WHAT THIS EXERCISE ASKS
1) Using the housing market excerpt, decide whether each statement agrees with it: (a) last month a net 37% of agents felt prices were falling in their area; (b) in January a net 26% of agents felt prices were falling; (c) a net 55% of agents this month said buyers had expressed concerns about their jobs and incomes. Answer yes or no for each, quoting the deciding words.
2) Write down the passage of the housing market excerpt from "FOMO (fear of" to "soaring employment concerns.", word for word.

PAGE EXCERPT
Regarding the housing market, I’ve nothing to say of interest based on the Budget’s contents. But I can note that my latest monthly survey of real estate agents shows even further deterioration in almost all measures.

FOMO (fear of missing out) on the part of buyers remains almost completely absent while a net 55% of agents now feel that prices are falling in their area of operation. Last month this was a net 37% and in January a net 26% felt prices were rising. This is an especially sharp turning of market sentiment and probably has come about because of soaring employment concerns.

Winter and spring could be quiet months for the housing market, new survey results suggest. Photo / Fiona Goodall

Independent economist Tony Alexander: "There is scope for the Reserve Bank to make its first cut to the Official Cash Rate before the end of this year." Photo / Fiona Goodall

A record net 55% of agents this month said buyers had expressed concerns about their jobs and incomes. Last month’s reading was 50% and a below-average 14% felt this way in January.

Object detection data

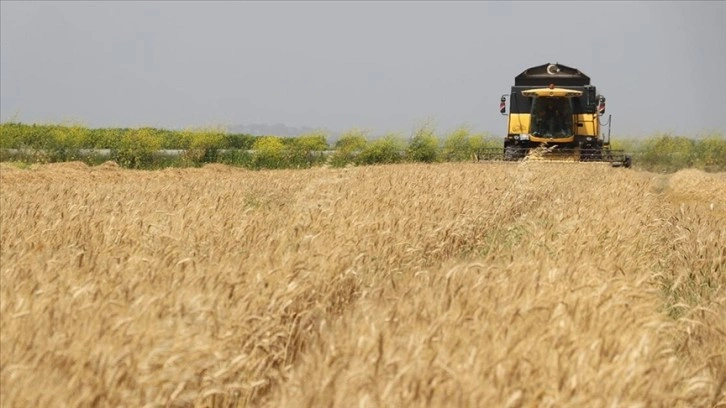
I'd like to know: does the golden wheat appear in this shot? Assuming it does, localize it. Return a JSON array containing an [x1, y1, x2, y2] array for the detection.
[[0, 161, 726, 407]]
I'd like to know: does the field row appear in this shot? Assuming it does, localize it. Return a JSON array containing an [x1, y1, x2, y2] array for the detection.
[[0, 162, 726, 407]]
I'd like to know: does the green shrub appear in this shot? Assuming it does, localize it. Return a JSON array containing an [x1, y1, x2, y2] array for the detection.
[[330, 129, 368, 167], [355, 133, 406, 164], [286, 132, 328, 168], [252, 136, 285, 169], [637, 134, 696, 172], [442, 126, 483, 161], [407, 123, 441, 163], [113, 128, 162, 169]]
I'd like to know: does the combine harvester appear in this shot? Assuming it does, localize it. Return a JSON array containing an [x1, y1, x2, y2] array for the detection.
[[478, 63, 632, 167]]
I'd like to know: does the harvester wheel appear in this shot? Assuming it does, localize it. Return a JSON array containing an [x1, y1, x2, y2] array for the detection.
[[504, 146, 522, 161]]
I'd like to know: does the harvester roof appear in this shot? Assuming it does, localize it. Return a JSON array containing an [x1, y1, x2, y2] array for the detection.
[[514, 63, 590, 87]]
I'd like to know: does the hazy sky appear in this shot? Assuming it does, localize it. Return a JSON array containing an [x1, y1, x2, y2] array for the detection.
[[0, 0, 726, 136]]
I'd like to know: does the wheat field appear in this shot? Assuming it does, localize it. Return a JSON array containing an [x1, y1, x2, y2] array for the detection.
[[0, 162, 726, 407]]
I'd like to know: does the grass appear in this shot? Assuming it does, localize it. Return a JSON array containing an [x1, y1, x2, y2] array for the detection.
[[0, 162, 726, 407]]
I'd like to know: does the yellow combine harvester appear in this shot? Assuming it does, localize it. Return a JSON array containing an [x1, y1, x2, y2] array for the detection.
[[478, 63, 631, 167]]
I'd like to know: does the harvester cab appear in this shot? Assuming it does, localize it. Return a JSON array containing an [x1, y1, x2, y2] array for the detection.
[[486, 63, 631, 167]]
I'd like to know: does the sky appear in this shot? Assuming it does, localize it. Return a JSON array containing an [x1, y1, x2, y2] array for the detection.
[[0, 0, 726, 137]]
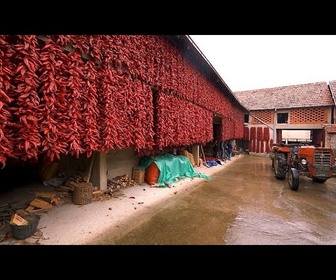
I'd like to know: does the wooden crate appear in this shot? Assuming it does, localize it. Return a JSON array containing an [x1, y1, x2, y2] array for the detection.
[[132, 167, 145, 184]]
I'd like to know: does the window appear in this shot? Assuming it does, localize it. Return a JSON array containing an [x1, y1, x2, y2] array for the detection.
[[277, 113, 288, 123], [244, 114, 250, 123]]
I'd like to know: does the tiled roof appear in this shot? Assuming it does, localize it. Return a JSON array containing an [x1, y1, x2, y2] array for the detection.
[[234, 81, 336, 111]]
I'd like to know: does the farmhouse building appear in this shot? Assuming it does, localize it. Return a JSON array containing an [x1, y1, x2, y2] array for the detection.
[[234, 81, 336, 153], [0, 35, 247, 190]]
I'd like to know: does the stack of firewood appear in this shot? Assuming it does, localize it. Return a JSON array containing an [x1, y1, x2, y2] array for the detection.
[[107, 174, 136, 193]]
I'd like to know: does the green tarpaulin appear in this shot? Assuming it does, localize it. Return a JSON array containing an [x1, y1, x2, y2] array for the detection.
[[139, 154, 211, 186]]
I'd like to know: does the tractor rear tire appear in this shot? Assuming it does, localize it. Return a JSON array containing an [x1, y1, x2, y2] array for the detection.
[[288, 168, 300, 191]]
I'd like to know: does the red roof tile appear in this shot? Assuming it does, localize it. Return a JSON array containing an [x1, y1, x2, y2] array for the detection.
[[233, 81, 336, 111]]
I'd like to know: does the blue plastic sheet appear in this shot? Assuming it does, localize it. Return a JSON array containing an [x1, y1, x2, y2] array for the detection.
[[139, 154, 211, 186]]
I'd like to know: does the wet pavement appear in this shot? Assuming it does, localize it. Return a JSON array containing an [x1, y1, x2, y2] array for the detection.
[[90, 155, 336, 245]]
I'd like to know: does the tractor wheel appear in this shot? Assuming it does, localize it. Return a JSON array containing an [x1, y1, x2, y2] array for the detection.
[[273, 157, 286, 180], [288, 168, 300, 191]]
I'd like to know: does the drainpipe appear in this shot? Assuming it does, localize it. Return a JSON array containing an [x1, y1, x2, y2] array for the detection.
[[328, 84, 336, 124], [273, 108, 277, 144]]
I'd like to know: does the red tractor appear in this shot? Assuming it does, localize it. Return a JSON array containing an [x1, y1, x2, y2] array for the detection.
[[269, 144, 336, 191]]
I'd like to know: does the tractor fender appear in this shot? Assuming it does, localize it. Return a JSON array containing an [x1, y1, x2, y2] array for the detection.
[[291, 167, 299, 178]]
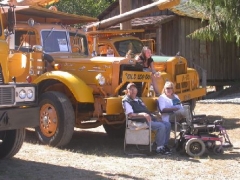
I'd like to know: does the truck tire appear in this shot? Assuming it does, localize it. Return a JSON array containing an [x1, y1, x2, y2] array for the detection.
[[35, 91, 75, 147], [103, 122, 126, 138], [0, 128, 25, 159]]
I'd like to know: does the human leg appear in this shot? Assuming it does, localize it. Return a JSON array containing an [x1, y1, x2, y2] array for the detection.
[[162, 121, 171, 145], [151, 75, 161, 96], [151, 121, 166, 147]]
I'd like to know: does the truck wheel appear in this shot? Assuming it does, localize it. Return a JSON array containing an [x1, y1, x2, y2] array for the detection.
[[0, 128, 25, 159], [35, 91, 75, 147], [103, 122, 126, 138]]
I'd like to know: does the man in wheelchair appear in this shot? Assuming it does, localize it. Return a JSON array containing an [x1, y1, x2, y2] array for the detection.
[[122, 83, 171, 155]]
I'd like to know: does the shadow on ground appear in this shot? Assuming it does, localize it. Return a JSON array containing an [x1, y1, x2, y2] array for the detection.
[[0, 158, 141, 180], [26, 121, 240, 162]]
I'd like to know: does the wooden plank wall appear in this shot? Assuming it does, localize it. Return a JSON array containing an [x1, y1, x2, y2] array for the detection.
[[162, 16, 240, 83], [99, 0, 240, 85]]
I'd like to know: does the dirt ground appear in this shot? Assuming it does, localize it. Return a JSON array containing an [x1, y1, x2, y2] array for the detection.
[[0, 103, 240, 180]]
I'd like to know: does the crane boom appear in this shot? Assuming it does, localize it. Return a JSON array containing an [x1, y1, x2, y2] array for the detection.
[[86, 0, 187, 31]]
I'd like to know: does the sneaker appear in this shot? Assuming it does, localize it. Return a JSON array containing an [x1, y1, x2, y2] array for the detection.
[[156, 148, 171, 155]]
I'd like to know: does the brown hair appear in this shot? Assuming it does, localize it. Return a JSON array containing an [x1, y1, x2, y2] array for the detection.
[[162, 81, 175, 94], [139, 46, 151, 62]]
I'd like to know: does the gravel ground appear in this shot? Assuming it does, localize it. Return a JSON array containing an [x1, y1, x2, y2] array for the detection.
[[0, 93, 240, 180]]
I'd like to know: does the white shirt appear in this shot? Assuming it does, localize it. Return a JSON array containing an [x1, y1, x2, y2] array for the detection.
[[158, 94, 183, 122]]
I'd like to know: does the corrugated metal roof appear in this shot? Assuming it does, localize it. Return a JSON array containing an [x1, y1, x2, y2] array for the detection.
[[108, 15, 175, 29], [169, 1, 207, 19], [12, 6, 97, 24], [98, 0, 207, 20]]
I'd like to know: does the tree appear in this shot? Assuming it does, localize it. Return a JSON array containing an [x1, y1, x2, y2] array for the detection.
[[55, 0, 115, 17], [189, 0, 240, 45]]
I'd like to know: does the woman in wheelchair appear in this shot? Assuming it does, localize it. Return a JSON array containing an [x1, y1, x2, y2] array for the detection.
[[122, 83, 171, 155], [158, 81, 187, 122]]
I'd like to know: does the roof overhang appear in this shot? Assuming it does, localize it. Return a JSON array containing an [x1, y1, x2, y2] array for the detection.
[[9, 6, 98, 25]]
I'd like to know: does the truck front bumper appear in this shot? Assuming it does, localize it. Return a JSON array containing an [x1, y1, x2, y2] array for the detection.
[[0, 107, 39, 131]]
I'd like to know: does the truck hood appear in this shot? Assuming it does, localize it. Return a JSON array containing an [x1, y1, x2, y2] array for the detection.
[[50, 54, 131, 64]]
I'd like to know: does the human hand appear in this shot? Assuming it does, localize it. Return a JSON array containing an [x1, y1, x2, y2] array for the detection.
[[139, 113, 152, 122], [154, 71, 161, 77], [172, 107, 179, 111]]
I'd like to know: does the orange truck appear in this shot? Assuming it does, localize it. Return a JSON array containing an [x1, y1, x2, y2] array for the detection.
[[0, 3, 39, 159], [5, 1, 204, 147], [86, 29, 206, 109]]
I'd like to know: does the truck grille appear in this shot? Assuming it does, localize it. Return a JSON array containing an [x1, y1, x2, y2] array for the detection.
[[118, 64, 143, 97], [175, 64, 187, 75], [0, 86, 15, 106]]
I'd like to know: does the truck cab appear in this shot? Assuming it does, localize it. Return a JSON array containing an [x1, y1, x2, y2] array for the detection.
[[0, 4, 39, 159]]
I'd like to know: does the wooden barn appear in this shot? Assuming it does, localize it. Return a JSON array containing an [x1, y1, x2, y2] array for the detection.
[[98, 0, 240, 89]]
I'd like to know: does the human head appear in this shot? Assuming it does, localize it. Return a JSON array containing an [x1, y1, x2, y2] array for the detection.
[[162, 81, 174, 96], [141, 46, 152, 60], [127, 83, 137, 99]]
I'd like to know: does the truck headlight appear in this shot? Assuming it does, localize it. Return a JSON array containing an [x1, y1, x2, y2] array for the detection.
[[96, 73, 106, 86], [18, 89, 26, 99], [27, 89, 33, 99], [15, 87, 36, 103]]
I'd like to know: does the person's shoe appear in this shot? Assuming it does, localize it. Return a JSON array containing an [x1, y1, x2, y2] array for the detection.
[[163, 145, 172, 153], [156, 148, 171, 155]]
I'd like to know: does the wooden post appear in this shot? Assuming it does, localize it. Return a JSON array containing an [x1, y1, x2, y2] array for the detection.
[[155, 25, 162, 55], [119, 0, 132, 30]]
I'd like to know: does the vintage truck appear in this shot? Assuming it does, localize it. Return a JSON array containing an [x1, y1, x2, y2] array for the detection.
[[0, 4, 39, 159], [8, 1, 203, 147], [85, 0, 206, 109]]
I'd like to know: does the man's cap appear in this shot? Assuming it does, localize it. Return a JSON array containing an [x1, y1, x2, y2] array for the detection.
[[127, 83, 137, 89], [164, 81, 174, 88]]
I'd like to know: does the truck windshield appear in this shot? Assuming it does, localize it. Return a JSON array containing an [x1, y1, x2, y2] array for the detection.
[[41, 30, 69, 52], [69, 32, 88, 55], [114, 39, 143, 57]]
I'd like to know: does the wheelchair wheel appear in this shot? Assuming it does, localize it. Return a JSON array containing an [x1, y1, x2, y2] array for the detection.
[[213, 146, 224, 155], [185, 138, 206, 157]]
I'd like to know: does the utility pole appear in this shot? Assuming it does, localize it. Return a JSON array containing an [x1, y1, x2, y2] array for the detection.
[[119, 0, 132, 30]]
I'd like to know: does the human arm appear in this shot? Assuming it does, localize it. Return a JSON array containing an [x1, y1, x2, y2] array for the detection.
[[149, 58, 161, 77], [158, 94, 179, 113], [123, 101, 151, 122]]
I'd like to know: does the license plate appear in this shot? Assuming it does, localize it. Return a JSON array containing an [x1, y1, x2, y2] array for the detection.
[[176, 74, 191, 83], [122, 71, 151, 82]]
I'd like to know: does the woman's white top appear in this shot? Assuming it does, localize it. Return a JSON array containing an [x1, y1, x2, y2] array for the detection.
[[158, 94, 183, 122]]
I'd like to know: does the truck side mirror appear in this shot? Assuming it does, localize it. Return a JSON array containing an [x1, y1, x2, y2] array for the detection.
[[8, 7, 15, 33]]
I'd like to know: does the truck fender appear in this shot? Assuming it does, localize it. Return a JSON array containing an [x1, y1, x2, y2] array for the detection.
[[33, 71, 94, 103]]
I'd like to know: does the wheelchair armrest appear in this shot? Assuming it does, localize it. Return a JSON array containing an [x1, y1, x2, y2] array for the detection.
[[160, 111, 174, 114], [127, 117, 147, 122]]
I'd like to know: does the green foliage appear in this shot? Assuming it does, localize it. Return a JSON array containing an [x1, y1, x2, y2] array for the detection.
[[52, 0, 115, 17], [189, 0, 240, 45]]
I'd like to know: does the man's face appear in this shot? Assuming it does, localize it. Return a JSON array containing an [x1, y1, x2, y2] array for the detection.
[[145, 49, 152, 58], [127, 86, 137, 99]]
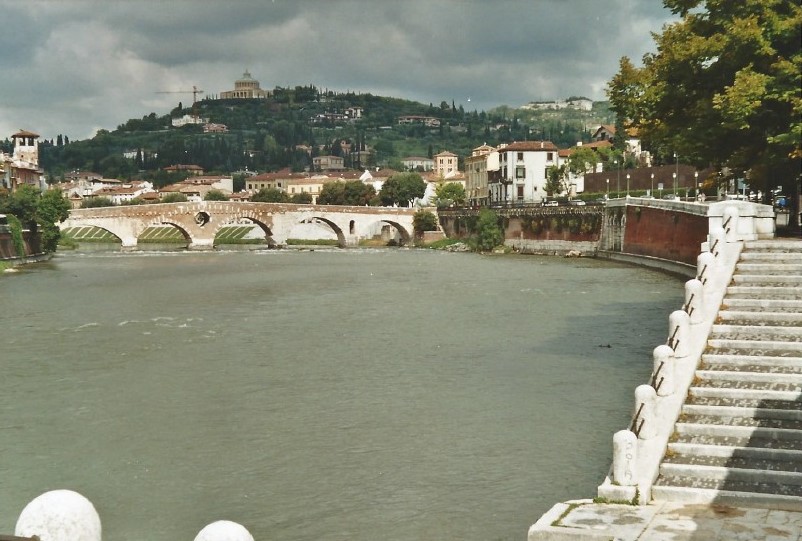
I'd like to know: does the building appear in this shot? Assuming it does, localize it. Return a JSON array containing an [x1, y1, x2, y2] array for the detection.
[[401, 156, 434, 171], [433, 150, 459, 178], [220, 70, 269, 100], [488, 141, 559, 205], [0, 130, 47, 192], [465, 144, 498, 206]]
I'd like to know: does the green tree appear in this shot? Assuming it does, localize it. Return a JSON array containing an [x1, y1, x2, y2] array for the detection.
[[379, 173, 426, 206], [412, 209, 437, 237], [543, 164, 568, 196], [434, 182, 465, 208], [290, 192, 312, 205], [161, 192, 187, 203], [203, 190, 228, 201], [251, 188, 289, 203], [476, 209, 504, 252], [607, 0, 802, 225]]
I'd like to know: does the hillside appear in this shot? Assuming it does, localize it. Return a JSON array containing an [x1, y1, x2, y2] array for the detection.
[[36, 86, 613, 182]]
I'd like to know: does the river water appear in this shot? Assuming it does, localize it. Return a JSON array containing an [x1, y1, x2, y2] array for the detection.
[[0, 249, 682, 541]]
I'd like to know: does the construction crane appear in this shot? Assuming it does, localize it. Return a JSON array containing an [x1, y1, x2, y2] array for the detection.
[[156, 85, 203, 107]]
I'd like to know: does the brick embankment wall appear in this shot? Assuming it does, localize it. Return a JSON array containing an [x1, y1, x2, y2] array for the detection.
[[0, 231, 42, 260], [439, 207, 603, 255], [621, 205, 708, 265]]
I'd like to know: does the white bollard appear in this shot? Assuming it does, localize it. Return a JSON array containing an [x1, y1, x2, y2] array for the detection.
[[652, 344, 674, 396], [708, 227, 726, 260], [634, 385, 657, 440], [696, 252, 716, 285], [14, 490, 101, 541], [721, 205, 738, 242], [685, 279, 705, 325], [613, 430, 638, 487], [195, 520, 253, 541], [668, 310, 691, 359]]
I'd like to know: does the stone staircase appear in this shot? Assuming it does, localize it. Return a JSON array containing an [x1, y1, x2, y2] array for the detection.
[[652, 240, 802, 511]]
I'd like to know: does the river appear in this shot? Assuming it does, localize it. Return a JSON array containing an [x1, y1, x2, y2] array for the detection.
[[0, 249, 683, 541]]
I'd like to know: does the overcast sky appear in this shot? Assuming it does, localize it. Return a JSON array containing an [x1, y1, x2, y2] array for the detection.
[[0, 0, 672, 140]]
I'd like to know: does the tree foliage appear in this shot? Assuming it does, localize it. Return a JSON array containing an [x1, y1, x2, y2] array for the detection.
[[317, 180, 376, 206], [607, 0, 802, 221], [379, 173, 426, 207], [434, 182, 465, 208], [412, 209, 437, 236], [476, 209, 504, 252]]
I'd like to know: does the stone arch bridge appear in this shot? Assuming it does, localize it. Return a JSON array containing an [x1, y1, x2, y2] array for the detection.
[[59, 201, 416, 250]]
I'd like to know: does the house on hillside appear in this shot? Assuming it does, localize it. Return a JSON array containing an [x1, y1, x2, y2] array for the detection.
[[488, 141, 559, 205]]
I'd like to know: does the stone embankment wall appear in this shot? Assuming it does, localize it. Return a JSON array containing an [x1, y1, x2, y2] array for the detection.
[[0, 231, 42, 260], [438, 206, 604, 255]]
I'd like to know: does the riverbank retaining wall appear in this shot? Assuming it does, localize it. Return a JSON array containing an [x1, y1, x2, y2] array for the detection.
[[0, 230, 42, 262]]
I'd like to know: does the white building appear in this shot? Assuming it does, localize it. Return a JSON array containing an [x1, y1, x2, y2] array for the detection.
[[488, 141, 560, 205]]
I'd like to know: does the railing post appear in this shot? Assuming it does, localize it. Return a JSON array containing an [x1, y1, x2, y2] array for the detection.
[[635, 385, 657, 440], [613, 430, 638, 487], [14, 490, 101, 541], [652, 344, 674, 396], [722, 205, 739, 242], [685, 279, 705, 325], [668, 310, 690, 359]]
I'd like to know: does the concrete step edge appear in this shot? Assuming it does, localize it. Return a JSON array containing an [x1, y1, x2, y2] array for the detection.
[[660, 462, 802, 485], [688, 387, 802, 402], [682, 404, 802, 421], [652, 485, 802, 512], [674, 422, 802, 441], [668, 442, 802, 460], [702, 353, 800, 368], [696, 370, 802, 385]]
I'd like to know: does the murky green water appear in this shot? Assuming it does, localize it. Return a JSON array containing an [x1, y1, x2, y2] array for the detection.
[[0, 250, 682, 541]]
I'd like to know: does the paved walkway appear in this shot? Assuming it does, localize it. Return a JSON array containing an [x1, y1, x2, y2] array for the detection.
[[529, 500, 802, 541]]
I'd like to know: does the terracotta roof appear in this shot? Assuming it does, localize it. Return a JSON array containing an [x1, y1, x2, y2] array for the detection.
[[499, 141, 559, 152]]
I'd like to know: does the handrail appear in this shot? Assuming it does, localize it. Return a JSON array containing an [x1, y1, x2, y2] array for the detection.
[[651, 361, 666, 392], [629, 402, 646, 436], [696, 264, 718, 285], [682, 293, 696, 316], [668, 325, 679, 351]]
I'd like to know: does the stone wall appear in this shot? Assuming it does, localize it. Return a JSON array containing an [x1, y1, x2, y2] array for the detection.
[[0, 231, 42, 260]]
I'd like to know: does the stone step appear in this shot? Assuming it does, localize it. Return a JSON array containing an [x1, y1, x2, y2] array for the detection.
[[721, 297, 802, 314], [710, 324, 802, 342], [680, 402, 802, 423], [696, 370, 802, 386], [663, 453, 802, 472], [674, 423, 802, 440], [660, 462, 802, 488], [705, 338, 802, 359], [670, 425, 802, 453], [722, 285, 802, 304], [735, 260, 802, 276], [666, 442, 802, 462], [743, 239, 802, 254], [652, 484, 802, 512], [685, 389, 802, 411], [732, 274, 802, 287], [717, 310, 802, 328], [699, 353, 802, 374], [677, 414, 802, 431]]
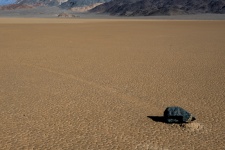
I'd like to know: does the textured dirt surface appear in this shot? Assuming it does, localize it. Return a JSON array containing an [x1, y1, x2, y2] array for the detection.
[[0, 19, 225, 150]]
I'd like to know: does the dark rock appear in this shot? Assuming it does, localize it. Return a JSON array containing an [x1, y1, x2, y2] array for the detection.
[[60, 0, 110, 9], [90, 0, 225, 16], [164, 107, 195, 123]]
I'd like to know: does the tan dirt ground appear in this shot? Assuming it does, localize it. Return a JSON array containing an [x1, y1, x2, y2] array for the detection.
[[0, 18, 225, 150]]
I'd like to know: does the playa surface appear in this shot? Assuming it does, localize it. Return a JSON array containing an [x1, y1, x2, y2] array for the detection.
[[0, 18, 225, 150]]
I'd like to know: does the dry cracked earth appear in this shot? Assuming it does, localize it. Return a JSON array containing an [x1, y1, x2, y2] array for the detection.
[[0, 19, 225, 150]]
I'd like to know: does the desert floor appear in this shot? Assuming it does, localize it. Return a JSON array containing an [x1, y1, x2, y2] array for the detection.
[[0, 18, 225, 150]]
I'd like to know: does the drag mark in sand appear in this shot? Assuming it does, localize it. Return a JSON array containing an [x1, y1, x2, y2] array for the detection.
[[22, 63, 151, 106]]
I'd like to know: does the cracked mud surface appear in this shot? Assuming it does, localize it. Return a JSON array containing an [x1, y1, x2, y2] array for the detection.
[[0, 19, 225, 150]]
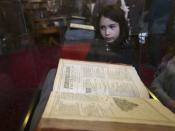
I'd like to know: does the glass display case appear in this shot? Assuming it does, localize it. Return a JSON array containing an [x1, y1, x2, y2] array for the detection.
[[0, 0, 175, 131]]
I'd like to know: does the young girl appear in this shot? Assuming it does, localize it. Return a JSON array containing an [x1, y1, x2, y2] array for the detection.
[[87, 5, 136, 65]]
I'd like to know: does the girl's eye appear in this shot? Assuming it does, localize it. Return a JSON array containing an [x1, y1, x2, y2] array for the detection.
[[109, 25, 116, 29]]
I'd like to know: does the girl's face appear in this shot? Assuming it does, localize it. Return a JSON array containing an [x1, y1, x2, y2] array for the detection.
[[99, 16, 120, 43]]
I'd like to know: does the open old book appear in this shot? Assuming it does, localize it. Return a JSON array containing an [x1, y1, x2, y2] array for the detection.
[[38, 59, 175, 131]]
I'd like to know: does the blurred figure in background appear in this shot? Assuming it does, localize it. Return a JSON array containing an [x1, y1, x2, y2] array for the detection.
[[150, 39, 175, 112]]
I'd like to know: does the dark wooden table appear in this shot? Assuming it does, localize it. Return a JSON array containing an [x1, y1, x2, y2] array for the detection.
[[0, 87, 38, 131]]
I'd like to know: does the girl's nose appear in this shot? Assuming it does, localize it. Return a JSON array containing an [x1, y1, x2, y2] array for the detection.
[[105, 28, 110, 35]]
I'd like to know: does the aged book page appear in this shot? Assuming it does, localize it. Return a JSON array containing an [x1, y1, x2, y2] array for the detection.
[[70, 23, 95, 30], [40, 92, 175, 129], [53, 59, 149, 98]]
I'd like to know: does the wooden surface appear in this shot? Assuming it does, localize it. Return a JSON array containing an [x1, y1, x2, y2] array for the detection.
[[36, 119, 175, 131]]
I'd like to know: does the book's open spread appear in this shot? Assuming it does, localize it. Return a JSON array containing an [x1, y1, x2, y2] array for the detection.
[[43, 92, 175, 127], [53, 59, 149, 98], [39, 59, 175, 131]]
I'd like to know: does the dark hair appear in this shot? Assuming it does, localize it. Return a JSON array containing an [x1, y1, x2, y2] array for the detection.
[[95, 5, 129, 45]]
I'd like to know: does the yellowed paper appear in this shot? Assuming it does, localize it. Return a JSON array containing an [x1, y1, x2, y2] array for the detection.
[[53, 59, 149, 98], [43, 92, 175, 126]]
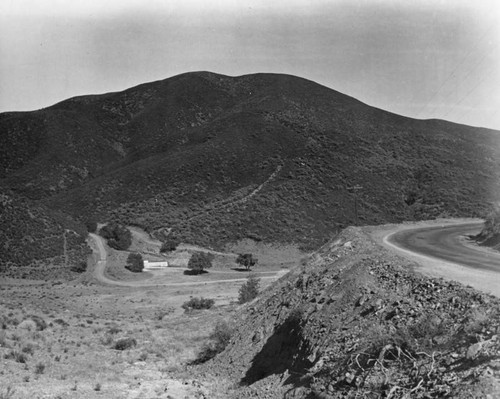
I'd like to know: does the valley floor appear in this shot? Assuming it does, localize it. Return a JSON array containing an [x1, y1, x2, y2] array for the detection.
[[0, 221, 498, 399]]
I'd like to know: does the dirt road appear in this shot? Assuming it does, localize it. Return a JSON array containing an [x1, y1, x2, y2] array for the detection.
[[369, 219, 500, 297], [89, 233, 288, 287]]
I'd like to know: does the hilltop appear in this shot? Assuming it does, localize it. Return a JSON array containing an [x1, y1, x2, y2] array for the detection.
[[0, 72, 500, 272]]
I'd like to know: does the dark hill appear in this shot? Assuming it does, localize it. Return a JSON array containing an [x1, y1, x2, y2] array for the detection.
[[0, 72, 500, 268]]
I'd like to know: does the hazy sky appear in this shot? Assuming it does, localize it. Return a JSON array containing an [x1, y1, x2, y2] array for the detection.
[[0, 0, 500, 129]]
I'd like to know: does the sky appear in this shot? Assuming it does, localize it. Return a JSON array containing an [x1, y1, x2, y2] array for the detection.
[[0, 0, 500, 130]]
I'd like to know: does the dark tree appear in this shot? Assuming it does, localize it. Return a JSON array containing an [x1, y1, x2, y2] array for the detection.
[[85, 219, 97, 233], [160, 238, 180, 253], [236, 254, 258, 270], [125, 253, 144, 273], [238, 276, 260, 303], [99, 222, 132, 251], [188, 252, 214, 274]]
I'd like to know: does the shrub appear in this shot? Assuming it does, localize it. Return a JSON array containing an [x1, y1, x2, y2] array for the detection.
[[160, 238, 180, 253], [4, 351, 28, 363], [238, 276, 260, 304], [182, 297, 215, 312], [193, 321, 234, 364], [85, 220, 97, 233], [113, 338, 137, 351], [125, 253, 144, 273], [188, 252, 214, 274], [28, 315, 47, 331], [236, 254, 258, 270], [99, 222, 132, 251], [21, 343, 35, 356], [71, 260, 87, 273], [35, 362, 45, 374], [0, 385, 16, 399]]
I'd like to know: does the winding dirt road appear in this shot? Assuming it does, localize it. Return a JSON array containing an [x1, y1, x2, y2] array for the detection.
[[89, 233, 288, 287], [372, 219, 500, 297]]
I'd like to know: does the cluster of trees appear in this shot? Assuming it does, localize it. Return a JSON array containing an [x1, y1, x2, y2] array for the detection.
[[236, 254, 258, 270], [99, 222, 132, 251], [160, 238, 181, 253], [188, 252, 214, 274]]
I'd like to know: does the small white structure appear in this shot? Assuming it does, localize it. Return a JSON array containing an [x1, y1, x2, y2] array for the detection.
[[144, 260, 168, 270]]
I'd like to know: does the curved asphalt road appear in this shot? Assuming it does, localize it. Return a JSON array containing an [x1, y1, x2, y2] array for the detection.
[[378, 219, 500, 298], [384, 223, 500, 280]]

REPLIES
1)
(a) Yes: "Last month this was a net 37%"
(b) No: "in January a net 26% felt prices were rising"
(c) Yes: "A record net 55% of agents this month said buyers had expressed concerns about their jobs and incomes"

2)
FOMO (fear of missing out) on the part of buyers remains almost completely absent while a net 55% of agents now feel that prices are falling in their area of operation. Last month this was a net 37% and in January a net 26% felt prices were rising. This is an especially sharp turning of market sentiment and probably has come about because of soaring employment concerns.